• _PASSAGE GIVEN_

===============

Hello beloved readers and other random internet wanderers.
Oh, I am feisty today. First, I had a chicory coffee and a massive stack of cornmeal pancakes with bacon embedded, drowned in maple syrup, so I’m in a delicious stage of sugar rush infused food coma, which should last only about half hour before I’m hungry again. But also, I am writing this on a Mac and nothing on here is intuitive to me, not even how to connect to the internet. I’ll write the story here, despite repeated distractions – you know who you are – and then, somehow, load it onto the site when I can. Maybe I can even find a PC to do so.
My life is a dream, and this dream got even better once I got to Sonora Pass. I know the Sierras are beautiful. Everybody hooos and haaas about them. Lakes and granite and postcard vistas in all directions, delicate flowers, impossibly transparent waters, colorful sunsets and so forth, day after day after day, filled my eyes but did not stir my soul as the desert had. I felt a little claustrophobic in all that granite. I had a moment back a few weeks ago, as I crested a long stretch of uphill uneven rocky trail on a muggy, buggy day, to find the most vibrant display of wild flowers. I said out loud to the trail “This is an abusive relationship!! Don’t give me flowers after you spent the last 3 hours kicking my ass”. I then looked around to make sure I really was alone. Luckily, I was.
The end of the Sierras (by my own definition), corresponding to the section from Tuolumne Meadows in Yosemite to Sonora Pass was a gorgeous mosquito hell. I enjoyed the opportunity to be creative with my daily physical requirements (i.e. how do you eat, sleep and poop while under attack from swarms of relentless blood sucking monsters?) As any good thru-hiker must, I aspire to carry the most lightweight pack possible. They say you carry your fears. I have very little fears apparently. I carry neither tent nor bug repellent (I also don’t have any rain gear, except for an ultralight poncho, no water-treatment or filter, and no sunscreen. I tell the water and the sun I love them, and that has done the trick for me so far. I do, however, carry dangly earrings, pieces of bark and feathers I found on the trail, a harmonica, several journals and a geologist hand-lens. I never claimed to make sense on that topic.) Going through bug-hell without a tent or mosquito repellent definitely challenged my equanimity. I came to a mental place where I was so grumpy and complainy that I started to annoy myself more than the mosquitoes did. I reasoned that since what I was experiencing was to be eaten alive by the little suckers, I might as well really have that experience. I sat on a rock, rolled up my sleeve and told teem “Okay, have at it!”. I observed them for a long while as they buzzed around and discovered that they don’t actually want to bite me. They land, hesitate, test it out, change arm, hesitate some more, then reluctantly take a drink. Mosquitoes have never really liked my blood that much, but I could see that I was the largest supplier of warm blood around and there were a lot of them to feed. Once I actually paid attention to the experience at hand, I realized that in fact I don’t mind them biting me, it’s the buzzing that drives me insane. The best mosquito repellent for me is simply to crank tunes. I fired up my iPod and my mood changed instantly. I even stopped in a particularly beautiful but infested area, right before mile 1000, and played the harmonica for a while with no further thoughts about them. As if the Universe acknowledged that I had fulfilled my obligations regarding the experience of being eaten by mosquitoes, they were gone the next day. That is when I got to Sonora Pass.

===============

• _SUPPLIED DATA_
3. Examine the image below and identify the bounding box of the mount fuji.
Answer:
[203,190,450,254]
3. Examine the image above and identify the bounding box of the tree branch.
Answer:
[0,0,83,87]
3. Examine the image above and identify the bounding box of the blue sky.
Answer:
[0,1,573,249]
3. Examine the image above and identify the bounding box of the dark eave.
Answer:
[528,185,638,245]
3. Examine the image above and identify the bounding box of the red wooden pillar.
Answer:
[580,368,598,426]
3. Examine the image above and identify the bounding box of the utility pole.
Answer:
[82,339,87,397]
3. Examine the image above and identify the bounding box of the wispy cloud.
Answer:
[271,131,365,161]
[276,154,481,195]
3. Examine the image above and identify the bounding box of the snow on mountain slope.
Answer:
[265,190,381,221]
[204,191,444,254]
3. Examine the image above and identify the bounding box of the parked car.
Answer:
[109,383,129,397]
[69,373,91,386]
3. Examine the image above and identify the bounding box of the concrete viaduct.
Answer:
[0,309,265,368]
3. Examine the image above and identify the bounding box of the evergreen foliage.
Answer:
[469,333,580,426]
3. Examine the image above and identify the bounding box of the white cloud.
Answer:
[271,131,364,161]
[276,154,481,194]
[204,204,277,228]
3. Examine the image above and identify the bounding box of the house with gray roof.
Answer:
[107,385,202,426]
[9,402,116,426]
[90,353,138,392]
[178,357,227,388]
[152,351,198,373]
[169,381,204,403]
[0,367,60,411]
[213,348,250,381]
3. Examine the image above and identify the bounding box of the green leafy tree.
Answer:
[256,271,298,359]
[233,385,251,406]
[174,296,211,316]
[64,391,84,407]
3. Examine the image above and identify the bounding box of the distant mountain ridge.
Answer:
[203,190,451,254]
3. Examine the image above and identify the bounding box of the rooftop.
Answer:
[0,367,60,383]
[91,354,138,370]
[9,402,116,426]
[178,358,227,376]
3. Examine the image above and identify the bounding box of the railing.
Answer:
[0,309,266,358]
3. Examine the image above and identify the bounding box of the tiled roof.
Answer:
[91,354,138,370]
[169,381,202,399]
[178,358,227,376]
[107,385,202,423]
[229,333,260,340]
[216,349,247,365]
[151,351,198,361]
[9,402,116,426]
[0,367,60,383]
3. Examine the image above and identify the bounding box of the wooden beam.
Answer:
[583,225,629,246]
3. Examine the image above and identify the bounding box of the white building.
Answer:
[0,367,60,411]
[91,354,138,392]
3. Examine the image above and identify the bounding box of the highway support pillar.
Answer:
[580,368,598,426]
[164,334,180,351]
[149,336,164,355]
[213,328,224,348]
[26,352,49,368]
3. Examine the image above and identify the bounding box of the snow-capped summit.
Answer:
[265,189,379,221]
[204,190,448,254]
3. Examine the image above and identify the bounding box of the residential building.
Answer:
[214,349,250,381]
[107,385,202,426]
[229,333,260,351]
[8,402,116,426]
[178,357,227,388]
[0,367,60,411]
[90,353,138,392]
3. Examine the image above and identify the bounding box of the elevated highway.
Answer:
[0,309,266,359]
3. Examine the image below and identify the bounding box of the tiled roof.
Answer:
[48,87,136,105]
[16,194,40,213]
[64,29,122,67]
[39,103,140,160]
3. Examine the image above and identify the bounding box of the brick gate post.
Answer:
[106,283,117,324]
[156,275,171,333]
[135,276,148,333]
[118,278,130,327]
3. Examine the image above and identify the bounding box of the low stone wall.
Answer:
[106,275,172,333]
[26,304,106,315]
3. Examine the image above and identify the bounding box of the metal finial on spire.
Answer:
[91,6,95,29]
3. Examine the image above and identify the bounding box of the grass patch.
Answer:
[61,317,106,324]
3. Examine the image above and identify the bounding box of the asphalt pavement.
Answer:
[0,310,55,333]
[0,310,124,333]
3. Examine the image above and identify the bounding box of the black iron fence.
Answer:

===============

• _AIM_
Write the next part of the hiking journal entry that precedes the material, starting right after its final sentence about arriving at Sonora Pass.

• _TASK ANSWER_
For 6 or so miles before Sonora Pass, the trail follows a volcanic ridge, the edge of an ancient caldera. It was like being back in the desert, with views so wide that it’s difficult to focus ones eyes on the furthest peaks. The inhospitable volcanic soil only allowed select flowers to grow, but displayed those with contrast and space, a much better showcase for them than the green valleys that preceded this section I thought. I felt perfectly happy along that ridge, but there was even MORE goodness to come. At the pass, trail angel Sleeping Bear was waiting for hikers with chips, salsa, beers and sodas, but also, more importantly, with an offer to take our bear-canisters to the post office for us. Poof! Magic. 3 Lbs out of my pack. Sweet delight! I love trail angels. Less than a minute after the bear canister was taken off my hands, a middle-aged couple came up to the pass and said “We are here looking for thru-hikers to take into town and buy them lunch”. That is how Creep, Twisted and TheBobcat were kidnapped and treated to a delicious meal out of the blue. Creep and Twisted stayed in town for the night, but I returned to the trail. The next day, Weathercarrot caught up with me and we have been hiking together since, through the most diverse landscapes yet on the trail. Everyday since Sonora Pass has been different than the preceding one, yet just as spectacular.
There is a story I have been meaning to tell you since the last decent internet connection. I wrote it in my journal so I wouldn’t forget. I will transcribe it here. It took place the same day as my last post (“the tyranny of the miles”):
“What an exhilarating, strange day today was! […] After the library, I had sushi and carrot cake in the parking lot of Vons before getting to the road to hitch a ride. It took 4 rides to get from Mammoth Lakes to Tuolumne Meadows. It took less than a minute for my first ride to show up, two elderly ladies in a giant Ford F-something. They were eager to pick me up and had a million questions about the trail. They said I was very courageous and wished they could have an adventure of the sort I am having. At first, they said they could only take me to highway 395, which was fine, but the more we talked and the less they wanted to let me go. I told them I was going to the gas station in Lee Vining to have fish tacos, then to Tuolumne Meadows. Oh, they knew about the fish tacos. “Couldn’t we just take her to Lee Vining?” the woman in the passenger seat insisted. They discussed it for a while. They even spoke of having fish tacos with me and then giving me a ride to T-Meadows, but they had to call John (the driver’s husband), and maybe he would need the car, and they still needed to go where they originally were going when they picked me up, and finally, apologizing, they dropped me off at Highway 395, with all the good wishes one could have.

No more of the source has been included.